* _WORK INSTRUCTIONS_:
Write out the lines of the material from the line containing "Where can the white window" to the line containing "pixel 522 513", both included, as a numbered list with any blank lines omitted. List only these lines.

========================

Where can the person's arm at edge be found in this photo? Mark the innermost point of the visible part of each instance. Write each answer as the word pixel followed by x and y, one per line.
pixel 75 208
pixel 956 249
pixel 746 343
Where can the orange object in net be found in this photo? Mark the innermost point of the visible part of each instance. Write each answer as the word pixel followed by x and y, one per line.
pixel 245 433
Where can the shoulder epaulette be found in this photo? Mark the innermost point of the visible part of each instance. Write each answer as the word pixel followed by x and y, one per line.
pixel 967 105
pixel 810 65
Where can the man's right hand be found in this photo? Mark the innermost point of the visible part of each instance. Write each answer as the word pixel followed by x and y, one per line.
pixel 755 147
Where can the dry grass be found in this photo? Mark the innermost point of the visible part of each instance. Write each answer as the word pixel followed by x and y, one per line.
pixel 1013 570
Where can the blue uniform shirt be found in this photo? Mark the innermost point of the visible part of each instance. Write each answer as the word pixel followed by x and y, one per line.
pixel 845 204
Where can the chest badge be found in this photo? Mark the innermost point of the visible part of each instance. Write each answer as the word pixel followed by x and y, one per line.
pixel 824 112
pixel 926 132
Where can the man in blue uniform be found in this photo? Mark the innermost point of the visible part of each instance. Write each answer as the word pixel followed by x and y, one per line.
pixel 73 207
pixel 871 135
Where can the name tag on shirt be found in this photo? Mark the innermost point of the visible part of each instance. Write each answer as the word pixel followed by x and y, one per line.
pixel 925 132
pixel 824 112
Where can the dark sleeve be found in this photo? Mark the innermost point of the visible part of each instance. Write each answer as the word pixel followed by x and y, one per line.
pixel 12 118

========================

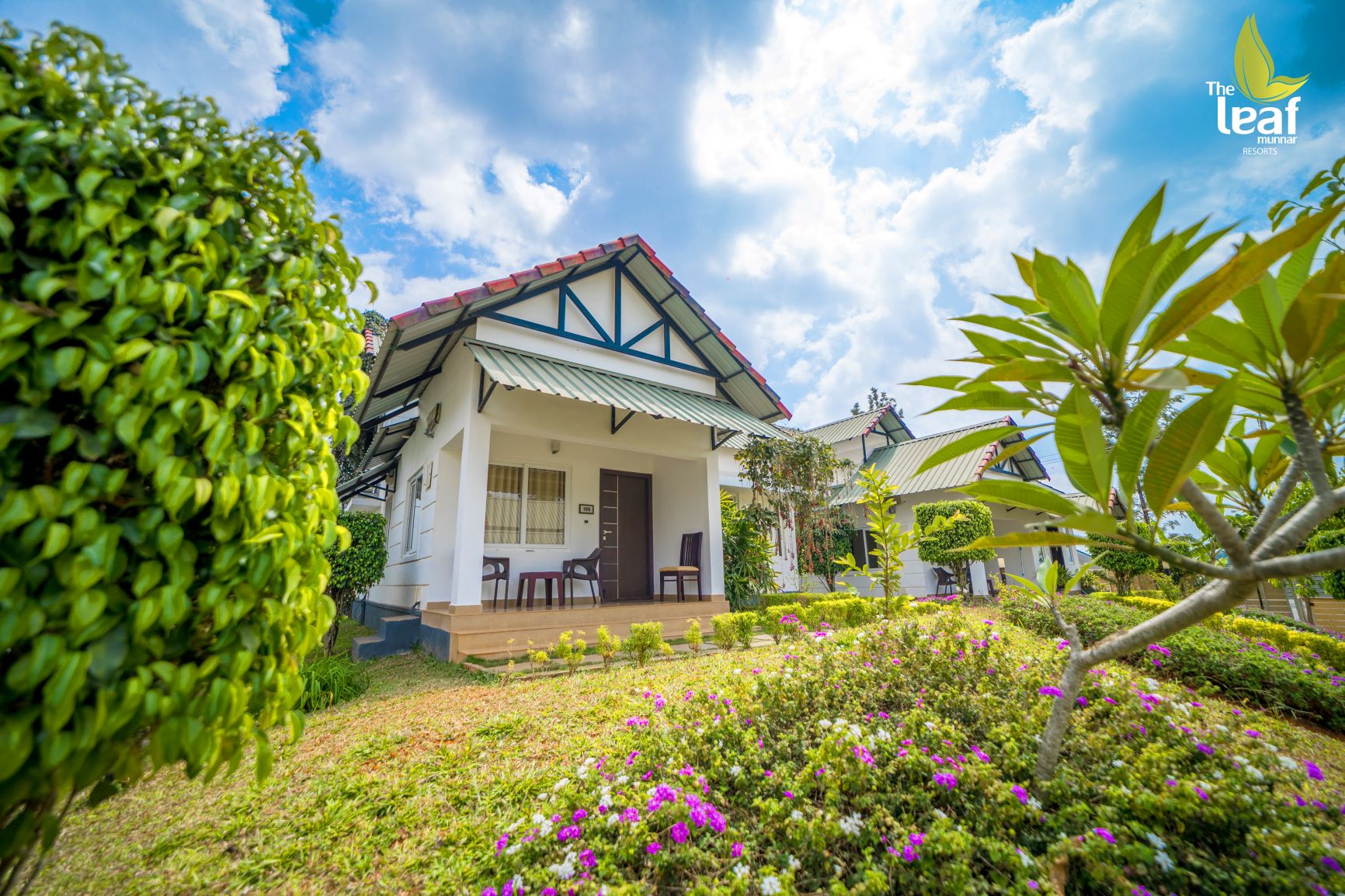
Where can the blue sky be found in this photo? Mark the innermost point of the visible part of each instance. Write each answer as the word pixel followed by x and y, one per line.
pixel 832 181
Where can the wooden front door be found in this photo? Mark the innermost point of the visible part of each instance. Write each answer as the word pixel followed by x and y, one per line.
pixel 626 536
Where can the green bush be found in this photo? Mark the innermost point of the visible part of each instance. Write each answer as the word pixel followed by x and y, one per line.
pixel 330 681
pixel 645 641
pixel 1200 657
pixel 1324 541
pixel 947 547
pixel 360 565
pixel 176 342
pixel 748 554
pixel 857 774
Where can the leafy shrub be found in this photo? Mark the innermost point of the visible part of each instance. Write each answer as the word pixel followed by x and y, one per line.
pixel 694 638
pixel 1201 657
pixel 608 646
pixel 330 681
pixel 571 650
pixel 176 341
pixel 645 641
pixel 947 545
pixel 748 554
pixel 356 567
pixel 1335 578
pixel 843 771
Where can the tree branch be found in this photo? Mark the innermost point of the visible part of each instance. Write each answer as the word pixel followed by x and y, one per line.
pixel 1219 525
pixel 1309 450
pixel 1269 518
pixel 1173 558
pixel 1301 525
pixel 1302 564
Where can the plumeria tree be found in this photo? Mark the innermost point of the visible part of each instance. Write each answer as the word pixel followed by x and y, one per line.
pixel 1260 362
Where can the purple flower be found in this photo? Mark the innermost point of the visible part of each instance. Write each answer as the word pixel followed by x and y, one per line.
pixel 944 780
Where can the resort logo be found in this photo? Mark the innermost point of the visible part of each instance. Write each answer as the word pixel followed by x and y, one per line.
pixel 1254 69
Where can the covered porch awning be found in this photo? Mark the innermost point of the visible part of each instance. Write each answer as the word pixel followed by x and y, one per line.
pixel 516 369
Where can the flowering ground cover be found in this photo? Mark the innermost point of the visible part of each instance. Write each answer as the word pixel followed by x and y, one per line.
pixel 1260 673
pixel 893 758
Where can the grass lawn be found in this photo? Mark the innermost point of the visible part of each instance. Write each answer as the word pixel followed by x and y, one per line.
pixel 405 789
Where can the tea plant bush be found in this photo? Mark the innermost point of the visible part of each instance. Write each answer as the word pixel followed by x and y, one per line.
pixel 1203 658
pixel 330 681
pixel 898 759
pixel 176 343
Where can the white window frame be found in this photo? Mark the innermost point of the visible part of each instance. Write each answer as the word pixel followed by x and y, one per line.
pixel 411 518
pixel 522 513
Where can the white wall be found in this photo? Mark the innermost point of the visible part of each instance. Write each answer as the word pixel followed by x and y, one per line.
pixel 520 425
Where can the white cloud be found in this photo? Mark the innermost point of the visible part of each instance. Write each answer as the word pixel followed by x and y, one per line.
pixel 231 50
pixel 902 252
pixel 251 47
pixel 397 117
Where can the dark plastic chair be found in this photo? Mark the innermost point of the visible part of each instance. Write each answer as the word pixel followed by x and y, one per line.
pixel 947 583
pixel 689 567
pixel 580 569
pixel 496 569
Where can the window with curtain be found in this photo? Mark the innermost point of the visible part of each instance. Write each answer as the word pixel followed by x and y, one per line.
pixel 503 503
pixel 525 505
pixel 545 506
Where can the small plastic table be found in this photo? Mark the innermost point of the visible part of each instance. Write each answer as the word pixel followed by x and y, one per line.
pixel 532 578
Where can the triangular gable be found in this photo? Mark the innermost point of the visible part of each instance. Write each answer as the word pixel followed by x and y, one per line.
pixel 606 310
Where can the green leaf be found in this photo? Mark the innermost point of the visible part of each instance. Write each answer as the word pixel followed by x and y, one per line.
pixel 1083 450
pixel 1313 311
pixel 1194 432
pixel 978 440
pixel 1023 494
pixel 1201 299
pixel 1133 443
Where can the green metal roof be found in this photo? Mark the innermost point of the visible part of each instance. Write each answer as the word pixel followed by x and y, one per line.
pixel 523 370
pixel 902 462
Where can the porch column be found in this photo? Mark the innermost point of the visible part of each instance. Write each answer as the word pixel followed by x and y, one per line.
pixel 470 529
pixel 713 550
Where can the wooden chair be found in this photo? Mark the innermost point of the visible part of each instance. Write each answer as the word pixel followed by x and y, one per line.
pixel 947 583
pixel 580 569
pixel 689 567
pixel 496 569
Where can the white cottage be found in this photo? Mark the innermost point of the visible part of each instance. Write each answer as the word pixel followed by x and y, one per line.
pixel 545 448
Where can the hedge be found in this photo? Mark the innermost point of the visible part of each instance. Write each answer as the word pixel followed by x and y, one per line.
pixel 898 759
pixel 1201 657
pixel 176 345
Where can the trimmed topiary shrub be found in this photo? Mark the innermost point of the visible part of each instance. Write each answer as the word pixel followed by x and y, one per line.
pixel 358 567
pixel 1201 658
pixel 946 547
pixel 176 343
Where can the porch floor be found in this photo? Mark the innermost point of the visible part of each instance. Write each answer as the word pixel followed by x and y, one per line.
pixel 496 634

========================

* _FINISHED ANSWER_:
1. Where can the white window frame be found in this photo? Mark the innermost point of the visible part of each instance. Write each answer as the word pixel followed by x and y, one per line.
2. pixel 411 518
3. pixel 522 513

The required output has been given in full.